**WORK INSTRUCTION**
Quote from the passage on the Holy Preaching, beginning at the words "The place that" and stopping after the words "with the nuns.".

The place that eventually became the Monastery of Prouilhe grew rapidly and reached its highest point in the middle of the 14th century when there were 160 nuns, 25 priests, 50 lay brothers, 30 volunteers, 173 servants attached to the farm, and 36 attached to the church they owned in nearby Limoux. They had a guest house and mills, even a pharmacist and two physicians, including a surgeon*close to 500 people in all!

When we speak of the Holy Preaching in that era we are not just talking about the mission of the friars or even their partnership with the nuns.

The term Holy Preaching in those days referred to the entire complex in the neighborhood of Prouilhe. Surprisingly, it wasn’t Dominic who called them the Holy Preaching. It was the people of that area themselves who called it that.

I can’t help comparing that reality in Prouilhe with our present reality here at Sinsinawa Mound. When I look around this assembly and beyond this assembly I see our vowed members, of course, and our Dominican brothers who share our preaching mission. I also see many, many women and men who are, without question, significantly involved in our Dominican mission. They are the ones who, through their faith and generous service, keep our mission alive. They are the ones who cook and clean for us, who maintain our grounds, who organize our publications and welcome our guests. We simply could not do it without you. Let no one be mistaken. Together we are the H oly Preaching. You are the salt of the earth. You are the light of the world, and a city set on a hill cannot be hidden. Together we participate in the building of a holy and just society*and we thank you from the bottom of our hearts.

I believe that the model of the Holy Preaching is more relevant than ever today. We are all about the mission of the Holy Preaching, no matter how that plays out in the work we do. To quote St. Paul: “Just as a human body, though it is made up of many parts, is a single unit because all these parts, though many, make one body, so it is with Christ.” (I Corinthians 12:12)

When Christ lived on this earth he preached the good news of his Father’s love not just by the words he spoke in the synagogues or by the Sea of Galilee or on the mountain top. He preached about love by living a life of compassion and forgiveness and healing. Every time he raised someone to life he was preaching good news. Every time he restored sight or hearing or wholeness to the handicapped he was preaching good news. Every one of his teachings was good news. His whole life was good news and that’s the Holy Preaching. That’s what we are called to be. No one can do everything, but we can each do something and together we are the Holy Preaching rooted in an 800-year old tradition as solid as the rock of Sinsinawa Mound. This is our call. This is our challenge. This is our privilege and our responsibility.

**DATASET**
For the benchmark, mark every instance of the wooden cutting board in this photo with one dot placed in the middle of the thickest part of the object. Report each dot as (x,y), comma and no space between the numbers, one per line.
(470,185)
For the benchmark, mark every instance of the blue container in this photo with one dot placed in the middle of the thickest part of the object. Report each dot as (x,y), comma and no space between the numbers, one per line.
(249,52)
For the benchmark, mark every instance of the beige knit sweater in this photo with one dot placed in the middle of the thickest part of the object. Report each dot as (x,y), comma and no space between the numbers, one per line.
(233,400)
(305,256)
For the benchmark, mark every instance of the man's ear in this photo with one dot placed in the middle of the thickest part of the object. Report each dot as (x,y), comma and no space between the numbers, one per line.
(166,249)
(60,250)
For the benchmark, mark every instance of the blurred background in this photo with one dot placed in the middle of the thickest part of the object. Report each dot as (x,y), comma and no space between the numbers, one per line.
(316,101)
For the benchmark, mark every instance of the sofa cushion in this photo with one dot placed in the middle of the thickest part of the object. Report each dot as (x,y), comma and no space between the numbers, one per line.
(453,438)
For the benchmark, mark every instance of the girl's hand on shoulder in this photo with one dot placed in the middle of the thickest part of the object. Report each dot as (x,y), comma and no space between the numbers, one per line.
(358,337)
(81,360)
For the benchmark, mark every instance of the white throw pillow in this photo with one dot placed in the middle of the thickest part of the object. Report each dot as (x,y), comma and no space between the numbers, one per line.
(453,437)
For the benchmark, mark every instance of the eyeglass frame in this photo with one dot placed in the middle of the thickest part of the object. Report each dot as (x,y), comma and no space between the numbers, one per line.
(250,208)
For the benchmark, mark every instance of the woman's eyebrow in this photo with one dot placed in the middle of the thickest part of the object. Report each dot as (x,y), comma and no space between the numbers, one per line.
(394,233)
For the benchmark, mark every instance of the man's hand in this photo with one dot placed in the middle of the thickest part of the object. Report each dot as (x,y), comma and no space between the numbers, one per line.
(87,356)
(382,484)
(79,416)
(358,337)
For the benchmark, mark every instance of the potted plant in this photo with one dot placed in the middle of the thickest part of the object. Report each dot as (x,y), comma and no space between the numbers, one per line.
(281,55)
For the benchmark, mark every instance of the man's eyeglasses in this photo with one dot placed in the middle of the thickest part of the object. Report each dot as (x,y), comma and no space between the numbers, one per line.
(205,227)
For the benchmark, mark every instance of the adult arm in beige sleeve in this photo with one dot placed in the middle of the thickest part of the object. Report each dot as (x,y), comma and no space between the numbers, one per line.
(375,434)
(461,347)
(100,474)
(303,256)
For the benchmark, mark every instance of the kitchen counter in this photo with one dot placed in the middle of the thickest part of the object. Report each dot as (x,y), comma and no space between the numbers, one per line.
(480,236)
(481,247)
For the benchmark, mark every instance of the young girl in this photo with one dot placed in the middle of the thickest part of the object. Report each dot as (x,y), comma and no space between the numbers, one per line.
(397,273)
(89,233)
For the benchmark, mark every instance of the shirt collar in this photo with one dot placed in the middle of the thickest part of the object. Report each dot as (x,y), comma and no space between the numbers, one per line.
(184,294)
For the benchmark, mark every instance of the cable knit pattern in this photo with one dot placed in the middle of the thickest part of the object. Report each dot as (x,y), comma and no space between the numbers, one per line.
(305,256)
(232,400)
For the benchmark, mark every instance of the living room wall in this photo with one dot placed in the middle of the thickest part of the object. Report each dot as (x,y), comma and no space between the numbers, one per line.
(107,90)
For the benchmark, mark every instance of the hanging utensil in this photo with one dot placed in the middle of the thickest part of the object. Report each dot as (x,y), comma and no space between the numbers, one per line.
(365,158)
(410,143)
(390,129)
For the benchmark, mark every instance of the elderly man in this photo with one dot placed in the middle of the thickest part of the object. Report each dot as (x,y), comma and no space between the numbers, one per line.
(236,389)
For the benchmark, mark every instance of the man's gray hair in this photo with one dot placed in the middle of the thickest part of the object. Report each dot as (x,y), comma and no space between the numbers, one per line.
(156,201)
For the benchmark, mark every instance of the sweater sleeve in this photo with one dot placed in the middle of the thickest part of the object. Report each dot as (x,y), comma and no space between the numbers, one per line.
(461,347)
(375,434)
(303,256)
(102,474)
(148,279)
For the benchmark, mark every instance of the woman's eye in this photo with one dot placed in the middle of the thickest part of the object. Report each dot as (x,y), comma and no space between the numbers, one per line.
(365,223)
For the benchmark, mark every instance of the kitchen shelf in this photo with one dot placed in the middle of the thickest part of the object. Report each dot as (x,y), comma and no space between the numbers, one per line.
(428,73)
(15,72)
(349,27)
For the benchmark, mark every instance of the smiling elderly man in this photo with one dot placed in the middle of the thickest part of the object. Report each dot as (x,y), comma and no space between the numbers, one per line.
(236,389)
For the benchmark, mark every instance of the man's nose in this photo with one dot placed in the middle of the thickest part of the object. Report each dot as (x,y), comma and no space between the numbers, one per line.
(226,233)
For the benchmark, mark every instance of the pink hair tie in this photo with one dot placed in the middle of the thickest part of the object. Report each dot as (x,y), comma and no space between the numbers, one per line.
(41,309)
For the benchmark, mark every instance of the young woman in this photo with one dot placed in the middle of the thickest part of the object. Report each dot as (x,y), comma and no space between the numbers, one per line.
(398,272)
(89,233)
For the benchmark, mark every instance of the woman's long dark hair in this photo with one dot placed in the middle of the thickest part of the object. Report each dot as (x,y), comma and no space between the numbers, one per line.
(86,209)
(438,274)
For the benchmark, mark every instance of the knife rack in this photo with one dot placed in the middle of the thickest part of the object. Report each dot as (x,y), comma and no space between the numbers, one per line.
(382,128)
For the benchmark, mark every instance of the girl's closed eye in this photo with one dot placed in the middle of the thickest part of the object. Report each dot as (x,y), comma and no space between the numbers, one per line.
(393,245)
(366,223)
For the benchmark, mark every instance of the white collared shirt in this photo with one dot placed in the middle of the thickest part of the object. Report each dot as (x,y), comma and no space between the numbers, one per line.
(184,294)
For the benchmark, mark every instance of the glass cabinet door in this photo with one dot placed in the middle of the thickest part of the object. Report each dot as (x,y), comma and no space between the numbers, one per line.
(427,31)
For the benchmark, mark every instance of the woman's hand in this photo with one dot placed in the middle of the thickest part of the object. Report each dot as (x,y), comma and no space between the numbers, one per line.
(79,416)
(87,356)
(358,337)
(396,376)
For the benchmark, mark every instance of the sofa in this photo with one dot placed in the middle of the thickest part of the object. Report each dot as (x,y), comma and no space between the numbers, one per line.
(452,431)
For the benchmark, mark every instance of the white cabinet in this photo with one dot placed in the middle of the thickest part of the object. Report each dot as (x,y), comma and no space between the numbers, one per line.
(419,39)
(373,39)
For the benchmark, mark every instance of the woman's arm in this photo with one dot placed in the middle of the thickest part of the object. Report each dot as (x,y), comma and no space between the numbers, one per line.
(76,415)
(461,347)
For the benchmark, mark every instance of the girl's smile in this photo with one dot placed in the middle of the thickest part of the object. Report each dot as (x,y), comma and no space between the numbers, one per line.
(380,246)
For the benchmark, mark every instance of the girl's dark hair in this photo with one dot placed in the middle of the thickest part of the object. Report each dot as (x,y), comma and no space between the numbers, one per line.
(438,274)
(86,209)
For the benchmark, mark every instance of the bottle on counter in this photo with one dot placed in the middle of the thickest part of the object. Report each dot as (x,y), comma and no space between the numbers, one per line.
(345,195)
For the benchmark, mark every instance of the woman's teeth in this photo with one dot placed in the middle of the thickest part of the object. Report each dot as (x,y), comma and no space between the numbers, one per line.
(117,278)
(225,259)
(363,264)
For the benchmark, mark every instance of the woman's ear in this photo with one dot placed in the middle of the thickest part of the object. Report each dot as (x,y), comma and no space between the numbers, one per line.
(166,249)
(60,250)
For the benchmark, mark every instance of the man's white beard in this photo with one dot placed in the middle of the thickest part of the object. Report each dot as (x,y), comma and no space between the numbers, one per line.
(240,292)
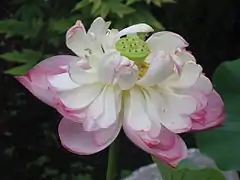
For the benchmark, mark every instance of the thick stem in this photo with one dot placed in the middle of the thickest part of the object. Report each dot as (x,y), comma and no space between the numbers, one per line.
(112,160)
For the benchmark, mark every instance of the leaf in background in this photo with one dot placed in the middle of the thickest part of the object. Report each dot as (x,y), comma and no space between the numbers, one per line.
(223,143)
(157,2)
(60,25)
(169,173)
(81,4)
(168,1)
(129,2)
(19,70)
(146,17)
(114,7)
(26,29)
(22,57)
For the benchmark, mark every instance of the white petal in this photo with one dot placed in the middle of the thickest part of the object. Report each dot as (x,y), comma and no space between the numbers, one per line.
(75,139)
(127,74)
(108,65)
(185,56)
(81,73)
(99,114)
(142,27)
(181,104)
(112,100)
(188,77)
(166,41)
(134,111)
(161,66)
(76,39)
(99,28)
(108,43)
(81,97)
(62,82)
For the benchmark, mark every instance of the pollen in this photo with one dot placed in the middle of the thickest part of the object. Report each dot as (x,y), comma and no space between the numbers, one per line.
(134,48)
(143,69)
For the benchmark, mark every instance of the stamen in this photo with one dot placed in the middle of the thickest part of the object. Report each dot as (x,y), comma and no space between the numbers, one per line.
(134,48)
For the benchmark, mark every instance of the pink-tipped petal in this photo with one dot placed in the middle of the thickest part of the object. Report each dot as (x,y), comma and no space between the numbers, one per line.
(36,80)
(211,115)
(137,28)
(78,141)
(39,92)
(159,142)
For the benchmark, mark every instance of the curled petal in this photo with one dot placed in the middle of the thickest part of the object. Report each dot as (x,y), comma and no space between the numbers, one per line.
(159,142)
(211,115)
(112,37)
(203,85)
(142,27)
(41,93)
(36,80)
(62,82)
(81,97)
(135,115)
(76,140)
(99,28)
(171,110)
(127,74)
(189,75)
(82,73)
(181,57)
(107,113)
(76,39)
(166,41)
(161,66)
(108,66)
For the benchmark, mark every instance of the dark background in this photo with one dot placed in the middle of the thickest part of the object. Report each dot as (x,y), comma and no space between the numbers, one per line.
(29,145)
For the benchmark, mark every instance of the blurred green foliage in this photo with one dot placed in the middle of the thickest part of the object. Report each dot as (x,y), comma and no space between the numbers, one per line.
(35,29)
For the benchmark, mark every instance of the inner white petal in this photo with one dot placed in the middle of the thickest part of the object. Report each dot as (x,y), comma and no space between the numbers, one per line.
(135,113)
(81,73)
(81,97)
(141,27)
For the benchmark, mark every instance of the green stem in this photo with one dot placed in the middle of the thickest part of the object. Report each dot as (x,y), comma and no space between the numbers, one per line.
(112,160)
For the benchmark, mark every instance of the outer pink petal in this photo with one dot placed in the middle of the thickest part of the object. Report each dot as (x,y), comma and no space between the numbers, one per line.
(78,141)
(211,115)
(160,143)
(36,80)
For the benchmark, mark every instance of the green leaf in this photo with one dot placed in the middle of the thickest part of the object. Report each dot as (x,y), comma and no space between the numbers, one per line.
(26,29)
(81,5)
(145,17)
(19,70)
(129,2)
(157,2)
(22,57)
(169,173)
(168,1)
(116,7)
(223,144)
(60,25)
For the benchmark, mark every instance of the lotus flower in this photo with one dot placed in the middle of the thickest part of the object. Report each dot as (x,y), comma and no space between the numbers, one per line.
(153,89)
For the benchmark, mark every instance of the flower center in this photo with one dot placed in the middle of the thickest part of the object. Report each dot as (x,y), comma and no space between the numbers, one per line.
(134,48)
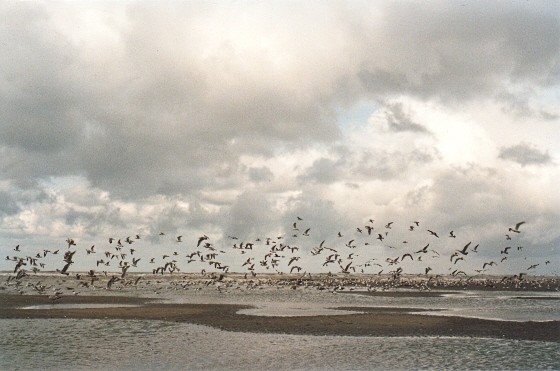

**REPLY**
The place that eventually became the Monastery of Prouilhe grew rapidly and reached its highest point in the middle of the 14th century when there were 160 nuns, 25 priests, 50 lay brothers, 30 volunteers, 173 servants attached to the farm, and 36 attached to the church they owned in nearby Limoux. They had a guest house and mills, even a pharmacist and two physicians, including a surgeon*close to 500 people in all!

When we speak of the Holy Preaching in that era we are not just talking about the mission of the friars or even their partnership with the nuns.